#### Work to do
Report each line in the records below that contains the word "with", copying every such line in full.

#### Source material
** start **

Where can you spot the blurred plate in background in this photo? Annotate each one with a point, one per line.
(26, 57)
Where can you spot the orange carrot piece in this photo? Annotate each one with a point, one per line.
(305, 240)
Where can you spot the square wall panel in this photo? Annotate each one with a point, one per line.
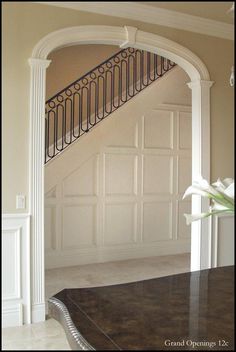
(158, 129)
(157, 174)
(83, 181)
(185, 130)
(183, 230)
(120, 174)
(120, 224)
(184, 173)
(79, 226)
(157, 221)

** end **
** start **

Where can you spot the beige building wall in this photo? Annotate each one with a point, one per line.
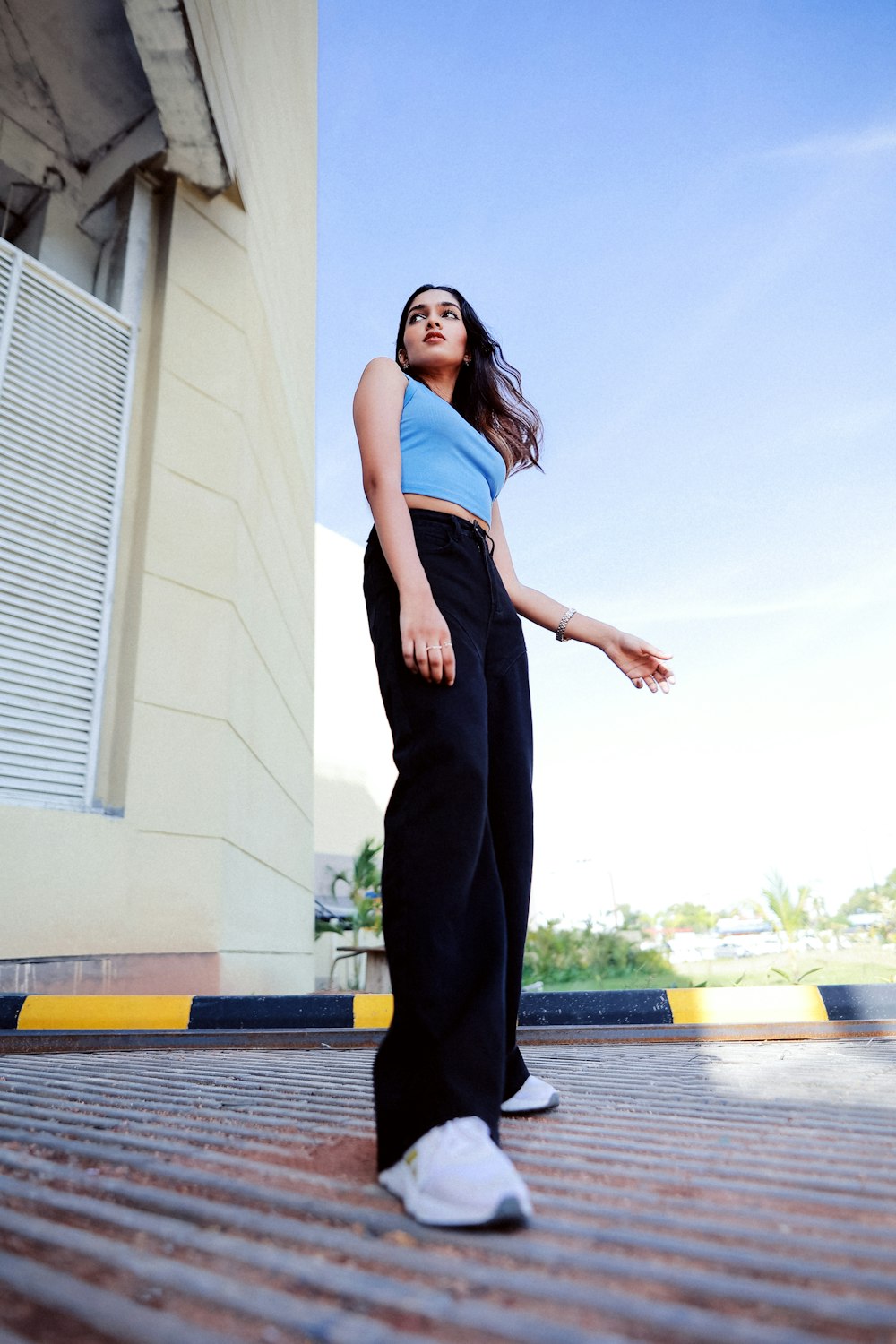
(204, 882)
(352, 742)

** end **

#### Result for this exercise
Where can you spot the blurred plate in background in this photo? Annotate each one with a point, one per line.
Where can you spot the orange carrot piece in this photo? Annotate each one with a point, one per line.
Where can you spot the square wall panel in this photo? Annotate each one with a point, one per line.
Where can you spot the beige building wall in this photo? Annotate each one with a point, one per line.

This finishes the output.